= REQUIRED WORK =
Reproduce the records below line for line, leaving out the pictures.

────────

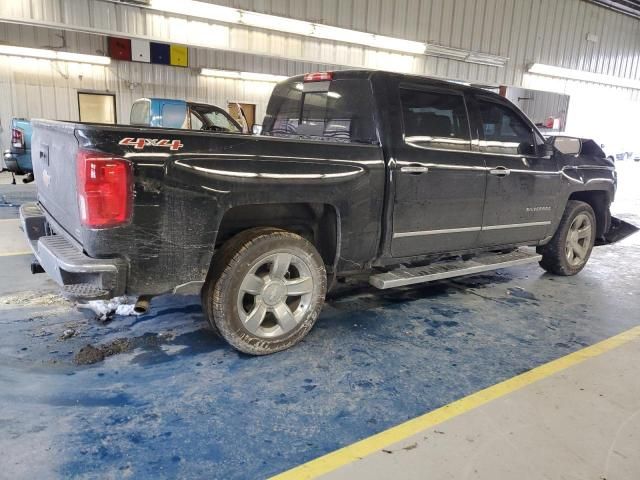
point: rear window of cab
(336, 110)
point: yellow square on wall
(179, 56)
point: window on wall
(504, 130)
(97, 107)
(437, 120)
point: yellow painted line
(377, 442)
(15, 254)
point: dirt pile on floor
(90, 354)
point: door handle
(414, 169)
(500, 171)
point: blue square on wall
(160, 53)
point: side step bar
(452, 268)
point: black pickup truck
(405, 178)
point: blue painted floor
(184, 404)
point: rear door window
(435, 119)
(339, 110)
(505, 132)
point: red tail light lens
(318, 77)
(105, 189)
(17, 138)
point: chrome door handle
(500, 171)
(415, 169)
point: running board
(452, 268)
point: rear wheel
(570, 248)
(265, 290)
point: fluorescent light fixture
(27, 52)
(211, 72)
(192, 8)
(486, 59)
(82, 58)
(53, 55)
(553, 71)
(253, 76)
(219, 13)
(271, 22)
(445, 52)
(337, 34)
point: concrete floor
(175, 401)
(583, 423)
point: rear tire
(265, 290)
(570, 248)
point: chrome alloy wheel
(275, 294)
(578, 240)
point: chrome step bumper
(453, 268)
(80, 276)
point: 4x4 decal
(140, 143)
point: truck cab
(168, 113)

────────

= CORRECT RESULT =
point: rear window of cab
(336, 110)
point: yellow square on wall
(179, 56)
point: window on wall
(504, 130)
(97, 107)
(437, 120)
point: yellow painted line
(377, 442)
(15, 254)
point: dirt pile on floor
(90, 354)
point: door handle
(414, 169)
(500, 171)
point: blue square on wall
(160, 53)
point: side step bar
(452, 268)
point: black pickup truck
(405, 178)
point: blue painted floor
(184, 404)
point: rear door window
(435, 119)
(339, 110)
(505, 132)
point: red tail light lens
(318, 77)
(105, 189)
(17, 138)
point: chrome door handle
(500, 171)
(415, 169)
point: running board
(452, 268)
point: rear wheel
(570, 248)
(265, 290)
point: fluorescent light fixture
(27, 52)
(211, 72)
(192, 8)
(486, 59)
(82, 58)
(53, 55)
(553, 71)
(253, 76)
(219, 13)
(271, 22)
(445, 52)
(337, 34)
point: concrete floor
(175, 401)
(583, 423)
point: rear tire
(265, 290)
(570, 248)
point: chrome alloy wheel
(275, 294)
(578, 240)
point: chrome step bumper
(453, 268)
(80, 276)
point: 4x4 decal
(140, 143)
point: truck cab
(168, 113)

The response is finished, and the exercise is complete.